Listed entries:
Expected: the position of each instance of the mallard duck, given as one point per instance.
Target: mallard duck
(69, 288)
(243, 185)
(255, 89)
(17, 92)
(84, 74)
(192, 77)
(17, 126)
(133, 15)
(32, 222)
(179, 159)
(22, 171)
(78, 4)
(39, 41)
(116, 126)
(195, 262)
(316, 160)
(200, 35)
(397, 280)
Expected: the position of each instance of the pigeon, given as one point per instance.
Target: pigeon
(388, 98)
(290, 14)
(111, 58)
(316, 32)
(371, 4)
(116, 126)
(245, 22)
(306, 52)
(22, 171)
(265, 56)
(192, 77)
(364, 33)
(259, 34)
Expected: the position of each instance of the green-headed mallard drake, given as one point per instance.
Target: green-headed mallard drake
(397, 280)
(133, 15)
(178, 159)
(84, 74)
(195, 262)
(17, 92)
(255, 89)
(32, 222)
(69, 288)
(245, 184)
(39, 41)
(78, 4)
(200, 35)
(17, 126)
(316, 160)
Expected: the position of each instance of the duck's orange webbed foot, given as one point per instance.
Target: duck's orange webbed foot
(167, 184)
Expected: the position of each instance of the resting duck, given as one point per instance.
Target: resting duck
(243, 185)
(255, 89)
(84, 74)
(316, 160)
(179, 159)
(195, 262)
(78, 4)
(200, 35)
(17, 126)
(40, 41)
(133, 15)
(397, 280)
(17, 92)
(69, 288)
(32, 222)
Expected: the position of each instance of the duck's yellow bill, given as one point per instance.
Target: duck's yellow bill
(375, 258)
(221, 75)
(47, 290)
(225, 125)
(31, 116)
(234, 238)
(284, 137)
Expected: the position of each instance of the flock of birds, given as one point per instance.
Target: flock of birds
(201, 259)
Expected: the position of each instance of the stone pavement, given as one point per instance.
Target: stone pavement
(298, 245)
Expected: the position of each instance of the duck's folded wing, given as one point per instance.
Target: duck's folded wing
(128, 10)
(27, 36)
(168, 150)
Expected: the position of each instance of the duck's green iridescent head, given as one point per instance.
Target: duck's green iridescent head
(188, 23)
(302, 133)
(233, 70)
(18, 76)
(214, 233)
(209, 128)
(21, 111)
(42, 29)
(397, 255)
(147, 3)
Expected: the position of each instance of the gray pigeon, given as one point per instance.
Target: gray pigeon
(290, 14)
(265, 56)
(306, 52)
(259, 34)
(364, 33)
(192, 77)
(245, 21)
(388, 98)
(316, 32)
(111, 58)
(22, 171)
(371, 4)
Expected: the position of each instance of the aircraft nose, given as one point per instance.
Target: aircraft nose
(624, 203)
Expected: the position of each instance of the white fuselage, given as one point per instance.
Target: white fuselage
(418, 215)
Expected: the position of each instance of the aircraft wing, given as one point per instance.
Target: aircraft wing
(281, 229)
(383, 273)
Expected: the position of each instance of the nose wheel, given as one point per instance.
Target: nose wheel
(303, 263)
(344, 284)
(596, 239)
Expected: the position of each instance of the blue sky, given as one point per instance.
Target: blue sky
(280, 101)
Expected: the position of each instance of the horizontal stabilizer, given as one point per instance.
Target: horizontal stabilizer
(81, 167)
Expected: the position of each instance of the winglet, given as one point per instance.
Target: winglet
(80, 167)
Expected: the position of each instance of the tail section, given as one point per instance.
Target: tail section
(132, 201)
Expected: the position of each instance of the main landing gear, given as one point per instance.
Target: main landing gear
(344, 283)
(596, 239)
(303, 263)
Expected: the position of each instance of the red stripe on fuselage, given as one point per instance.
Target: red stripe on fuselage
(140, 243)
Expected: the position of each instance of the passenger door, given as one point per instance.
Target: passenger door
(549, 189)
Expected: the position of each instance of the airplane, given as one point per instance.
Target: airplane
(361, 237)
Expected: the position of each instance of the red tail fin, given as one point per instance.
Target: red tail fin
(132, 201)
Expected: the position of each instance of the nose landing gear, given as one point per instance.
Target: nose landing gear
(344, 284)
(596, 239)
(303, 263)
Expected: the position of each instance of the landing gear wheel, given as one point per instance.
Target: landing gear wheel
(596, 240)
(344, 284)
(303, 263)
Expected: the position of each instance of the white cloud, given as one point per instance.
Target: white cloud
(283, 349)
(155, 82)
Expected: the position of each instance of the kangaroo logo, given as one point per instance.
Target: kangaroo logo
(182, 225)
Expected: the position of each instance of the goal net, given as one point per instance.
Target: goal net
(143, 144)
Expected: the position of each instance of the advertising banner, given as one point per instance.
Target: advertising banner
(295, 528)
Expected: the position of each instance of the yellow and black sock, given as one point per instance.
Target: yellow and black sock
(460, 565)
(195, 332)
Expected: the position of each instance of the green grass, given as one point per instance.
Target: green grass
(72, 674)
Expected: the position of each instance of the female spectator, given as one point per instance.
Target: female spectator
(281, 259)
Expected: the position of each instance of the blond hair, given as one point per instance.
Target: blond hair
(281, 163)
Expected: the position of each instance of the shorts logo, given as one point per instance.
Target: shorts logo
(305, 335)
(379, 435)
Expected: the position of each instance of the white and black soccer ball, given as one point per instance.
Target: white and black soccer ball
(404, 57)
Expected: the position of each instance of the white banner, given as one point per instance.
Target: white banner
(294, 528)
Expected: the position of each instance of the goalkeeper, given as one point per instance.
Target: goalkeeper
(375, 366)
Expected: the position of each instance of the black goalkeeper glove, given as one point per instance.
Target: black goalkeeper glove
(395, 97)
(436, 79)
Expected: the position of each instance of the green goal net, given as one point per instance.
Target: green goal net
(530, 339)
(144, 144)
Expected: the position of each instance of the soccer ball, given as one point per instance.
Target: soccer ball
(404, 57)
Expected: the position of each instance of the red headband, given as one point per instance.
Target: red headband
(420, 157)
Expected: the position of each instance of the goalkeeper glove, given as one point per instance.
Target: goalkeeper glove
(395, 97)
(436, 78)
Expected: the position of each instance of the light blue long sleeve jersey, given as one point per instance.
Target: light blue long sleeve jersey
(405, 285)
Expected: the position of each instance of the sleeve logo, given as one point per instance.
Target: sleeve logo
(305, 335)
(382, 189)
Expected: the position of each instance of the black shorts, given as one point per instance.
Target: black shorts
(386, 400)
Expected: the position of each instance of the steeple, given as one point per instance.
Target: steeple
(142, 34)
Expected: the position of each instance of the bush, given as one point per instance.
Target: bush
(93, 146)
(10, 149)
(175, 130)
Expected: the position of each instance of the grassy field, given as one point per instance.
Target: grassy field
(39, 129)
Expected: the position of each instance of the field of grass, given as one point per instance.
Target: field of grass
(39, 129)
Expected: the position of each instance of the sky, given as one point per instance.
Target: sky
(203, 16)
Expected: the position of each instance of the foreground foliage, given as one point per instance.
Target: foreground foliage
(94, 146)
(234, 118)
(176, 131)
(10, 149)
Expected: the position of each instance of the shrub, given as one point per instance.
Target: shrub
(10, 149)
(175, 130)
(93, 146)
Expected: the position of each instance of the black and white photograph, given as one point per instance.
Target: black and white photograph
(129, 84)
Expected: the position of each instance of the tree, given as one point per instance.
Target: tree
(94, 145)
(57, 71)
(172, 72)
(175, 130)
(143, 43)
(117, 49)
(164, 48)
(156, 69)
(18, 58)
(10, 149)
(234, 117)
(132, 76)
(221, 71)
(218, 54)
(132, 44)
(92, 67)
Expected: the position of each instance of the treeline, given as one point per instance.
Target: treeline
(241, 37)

Exercise brief:
Look above for the line holding "Target: foreground foliage". Print it and every line after it, exactly, through the line holding "Expected: the position of each instance of the tree, given".

Exercise result:
Target: foreground foliage
(94, 146)
(234, 118)
(176, 131)
(10, 149)
Expected: the position of each instance of the shrub, given as one point per instance.
Target: shrub
(10, 149)
(175, 130)
(93, 146)
Expected: the position of each instance of the black and white photograph, given as one point per instance.
Target: black and white photograph
(129, 84)
Expected: the position of each instance of the tree, given as one point per instance.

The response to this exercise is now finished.